In the article below about a cancer patient navigator program, render this sentence in Spanish: "On September 9, 2009, Marrero’s doctor found a lump during a routine breast exam."

╭─ Text segment

Navigator Program Inspires Patient to Help Others

By Jennifer Huber

Photo of President Philip E. Austin

JoAnn Marrero with her two sons.

When the William Raveis Charitable Fund committed $750,000 two years ago to support the UConn Health Center’s program for helping cancer patients navigate their way through treatment, it was with the support of Raveis employees who wished they had had such an invaluable service when they or their family members had been fighting the disease. The William Raveis-American Cancer Society Patient Navigator Program is now serving as a lifeline and an inspiration for JoAnn Marrero.

On September 9, 2009, Marrero’s doctor found a lump during a routine breast exam. Two days later, just a few weeks before her forty-first birthday, this single mother of two was told she had breast cancer. Marrero was immediately launched into the complex world of cancer treatment. Following treatment to shrink the tumor, surgery to remove it and four months of chemotherapy, Marrero is finishing her sixth week of radiation on May 28. Throughout the process, personal guide Pamela Nixon has been there every step of the way.

“During my first visit with breast surgeon Dr. Bruce Brenner, I was given the patient navigator information. I visited with Pamela Nixon right away,” says Marrero.

╰─
╭─ Extracted entries

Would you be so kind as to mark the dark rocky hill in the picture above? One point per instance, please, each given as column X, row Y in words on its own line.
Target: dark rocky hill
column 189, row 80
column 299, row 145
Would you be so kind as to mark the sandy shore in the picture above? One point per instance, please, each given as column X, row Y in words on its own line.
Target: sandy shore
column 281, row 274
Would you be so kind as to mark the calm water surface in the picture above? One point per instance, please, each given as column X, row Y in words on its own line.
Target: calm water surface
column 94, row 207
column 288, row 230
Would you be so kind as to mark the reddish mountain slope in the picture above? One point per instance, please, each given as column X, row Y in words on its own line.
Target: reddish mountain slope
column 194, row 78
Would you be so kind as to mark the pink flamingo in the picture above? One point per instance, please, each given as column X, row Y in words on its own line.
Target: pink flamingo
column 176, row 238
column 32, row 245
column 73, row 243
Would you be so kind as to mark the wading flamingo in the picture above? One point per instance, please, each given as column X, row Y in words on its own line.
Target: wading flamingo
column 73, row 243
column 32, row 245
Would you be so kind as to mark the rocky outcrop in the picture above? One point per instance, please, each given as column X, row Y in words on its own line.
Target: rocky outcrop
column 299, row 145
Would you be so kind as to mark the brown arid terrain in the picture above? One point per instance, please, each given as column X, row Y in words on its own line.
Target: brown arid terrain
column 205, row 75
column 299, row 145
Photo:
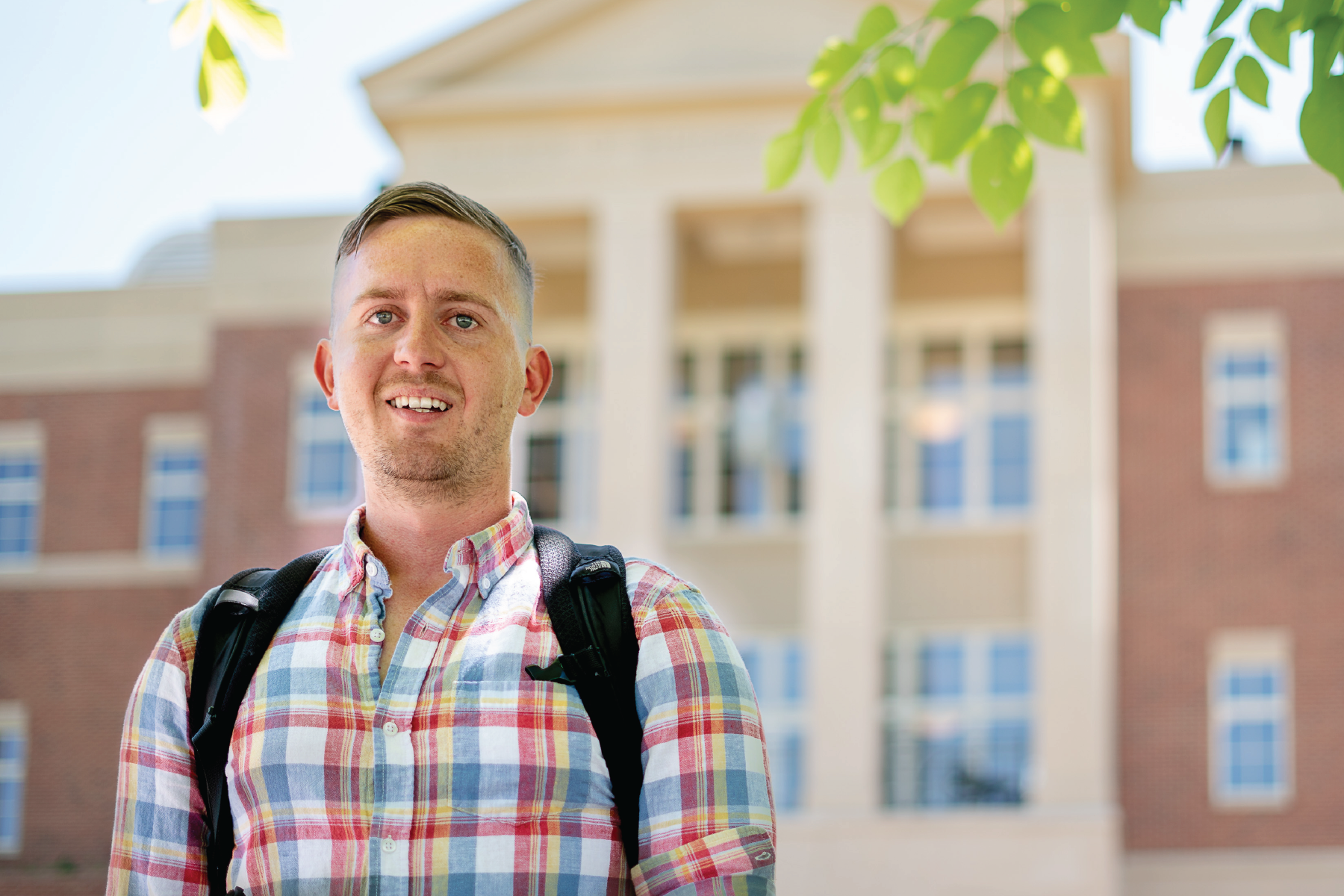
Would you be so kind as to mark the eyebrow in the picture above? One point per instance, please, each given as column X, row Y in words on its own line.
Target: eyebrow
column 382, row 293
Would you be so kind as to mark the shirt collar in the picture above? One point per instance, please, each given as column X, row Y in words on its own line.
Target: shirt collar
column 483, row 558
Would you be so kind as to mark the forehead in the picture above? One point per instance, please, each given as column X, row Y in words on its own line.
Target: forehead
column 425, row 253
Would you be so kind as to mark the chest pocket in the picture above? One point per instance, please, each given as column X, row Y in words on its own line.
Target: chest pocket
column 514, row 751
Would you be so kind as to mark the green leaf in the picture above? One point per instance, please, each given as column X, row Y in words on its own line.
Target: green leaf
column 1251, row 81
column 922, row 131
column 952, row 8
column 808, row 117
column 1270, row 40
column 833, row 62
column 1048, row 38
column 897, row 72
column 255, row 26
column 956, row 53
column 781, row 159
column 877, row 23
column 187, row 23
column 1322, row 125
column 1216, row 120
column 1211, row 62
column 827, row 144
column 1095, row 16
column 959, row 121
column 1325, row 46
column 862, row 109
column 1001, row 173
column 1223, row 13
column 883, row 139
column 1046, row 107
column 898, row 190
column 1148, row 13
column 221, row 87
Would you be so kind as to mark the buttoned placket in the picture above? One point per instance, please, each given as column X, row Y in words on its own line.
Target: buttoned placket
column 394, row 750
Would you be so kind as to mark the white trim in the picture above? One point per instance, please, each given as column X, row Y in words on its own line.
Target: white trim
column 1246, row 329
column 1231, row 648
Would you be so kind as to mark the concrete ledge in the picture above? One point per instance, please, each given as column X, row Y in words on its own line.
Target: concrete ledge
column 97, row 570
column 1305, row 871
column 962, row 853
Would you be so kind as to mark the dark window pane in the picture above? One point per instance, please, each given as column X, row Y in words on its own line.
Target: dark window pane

╰─

> _Worked solution_
El 9 de septiembre de 2009, el médico de Marrero encontró un bulto durante un examen de mama de rutina.